**Problem requirements:** Rewrite the material below with "JSON array" in place of every "Python list" and nothing else changed. Leave the pictures out.
>> begin Extracted data
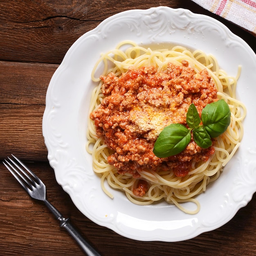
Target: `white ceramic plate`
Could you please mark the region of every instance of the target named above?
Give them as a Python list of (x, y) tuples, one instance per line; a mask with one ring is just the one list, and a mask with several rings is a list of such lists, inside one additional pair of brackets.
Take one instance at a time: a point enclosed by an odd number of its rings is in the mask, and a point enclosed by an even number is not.
[[(92, 67), (100, 54), (123, 40), (139, 45), (182, 45), (214, 54), (231, 75), (242, 66), (237, 96), (246, 105), (242, 144), (220, 177), (197, 197), (199, 213), (190, 215), (165, 202), (133, 204), (110, 189), (101, 190), (85, 150)], [(135, 240), (178, 241), (218, 228), (246, 205), (256, 190), (256, 56), (242, 39), (209, 17), (184, 9), (160, 7), (133, 10), (107, 19), (72, 45), (54, 74), (46, 95), (43, 131), (48, 157), (57, 181), (74, 203), (92, 221)], [(193, 207), (187, 203), (187, 207)]]

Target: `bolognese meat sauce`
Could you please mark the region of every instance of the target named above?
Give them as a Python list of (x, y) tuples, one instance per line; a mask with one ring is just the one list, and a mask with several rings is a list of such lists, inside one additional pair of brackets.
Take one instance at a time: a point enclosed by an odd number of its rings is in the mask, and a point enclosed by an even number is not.
[(164, 128), (173, 123), (187, 126), (186, 115), (194, 103), (200, 116), (206, 105), (217, 100), (217, 89), (206, 70), (195, 74), (183, 61), (169, 63), (158, 73), (153, 66), (131, 68), (119, 77), (113, 73), (101, 76), (105, 98), (90, 117), (97, 134), (104, 135), (113, 153), (108, 163), (120, 173), (139, 177), (142, 170), (168, 170), (177, 176), (186, 175), (192, 160), (206, 161), (214, 152), (203, 149), (193, 138), (181, 153), (160, 158), (154, 144)]

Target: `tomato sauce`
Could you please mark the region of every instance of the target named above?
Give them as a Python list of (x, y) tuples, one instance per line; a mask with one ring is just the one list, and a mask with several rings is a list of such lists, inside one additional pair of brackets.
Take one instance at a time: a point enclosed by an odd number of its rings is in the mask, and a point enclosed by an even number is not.
[[(191, 104), (201, 116), (207, 104), (217, 100), (217, 88), (206, 70), (195, 74), (184, 61), (180, 66), (168, 63), (164, 73), (153, 66), (131, 68), (119, 77), (110, 73), (101, 79), (105, 97), (90, 117), (97, 134), (104, 135), (113, 150), (108, 163), (119, 173), (139, 177), (142, 170), (161, 169), (184, 176), (192, 160), (206, 161), (214, 153), (212, 146), (204, 149), (197, 145), (193, 135), (185, 149), (176, 155), (160, 158), (153, 151), (165, 127), (172, 123), (187, 127)], [(141, 193), (139, 189), (137, 193)]]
>> end Extracted data
**Complete output:**
Target: `white ceramic plate`
Could you please mark the region of every instance of the target named above?
Give them as a JSON array of (x, y) tuples, one instance per line; a mask with one ring is just the one list, and a mask with several rings is a list of such lists, inside one additional pair of brackets.
Take one instance at a time: a point enclosed by an odd number of its rings is in the mask, and a point enclosed by an even number is not.
[[(92, 67), (100, 54), (123, 40), (139, 45), (182, 45), (214, 54), (231, 75), (242, 66), (237, 96), (246, 105), (242, 144), (220, 177), (197, 197), (199, 213), (190, 215), (165, 202), (133, 204), (110, 189), (101, 190), (85, 150)], [(135, 240), (178, 241), (218, 228), (246, 205), (256, 190), (256, 56), (242, 39), (209, 17), (184, 9), (160, 7), (133, 10), (107, 19), (72, 45), (54, 74), (46, 95), (43, 131), (48, 157), (57, 181), (74, 203), (92, 221)], [(193, 207), (187, 203), (187, 207)]]

Target: `bolognese meat sauce`
Could you please mark the region of every instance of the target named above?
Give them as a JSON array of (x, y) tuples, one instance per line; a mask with one ring is just the one list, and a mask with several rings is a list of such lists, inside one additional pair of brackets.
Take one instance at a time: a point enclosed by an odd number of its rings is in the mask, and a point enclosed by an even number is not.
[(164, 128), (173, 123), (187, 126), (186, 115), (194, 103), (200, 116), (206, 105), (217, 100), (217, 89), (206, 70), (195, 74), (183, 61), (169, 63), (158, 73), (153, 66), (131, 68), (119, 77), (113, 73), (101, 76), (105, 98), (90, 117), (97, 134), (104, 135), (113, 153), (108, 163), (120, 173), (139, 177), (142, 170), (168, 170), (177, 176), (186, 175), (192, 160), (206, 161), (214, 152), (203, 149), (193, 138), (181, 153), (160, 158), (154, 144)]

Target: `tomato sauce`
Could you please mark the region of every instance of the target named above?
Give them as a JSON array of (x, y) tuples, one instance per line; a mask with one ring is just the one list, and a mask with several rings is a list of such lists, inside one additional pair of brackets.
Take one instance at a time: a point enclosed by an odd number of its rings is in the mask, and a point enclosed by an even number is not.
[[(191, 104), (201, 116), (207, 104), (217, 100), (217, 88), (206, 70), (195, 74), (184, 61), (180, 66), (168, 63), (164, 73), (153, 66), (131, 68), (119, 77), (110, 73), (101, 79), (105, 97), (90, 117), (97, 134), (104, 135), (113, 150), (108, 163), (119, 173), (139, 177), (142, 170), (161, 169), (184, 176), (192, 160), (206, 161), (214, 153), (212, 146), (204, 149), (197, 145), (193, 135), (185, 149), (176, 155), (160, 158), (153, 151), (165, 127), (172, 123), (187, 127)], [(141, 193), (139, 189), (137, 193)]]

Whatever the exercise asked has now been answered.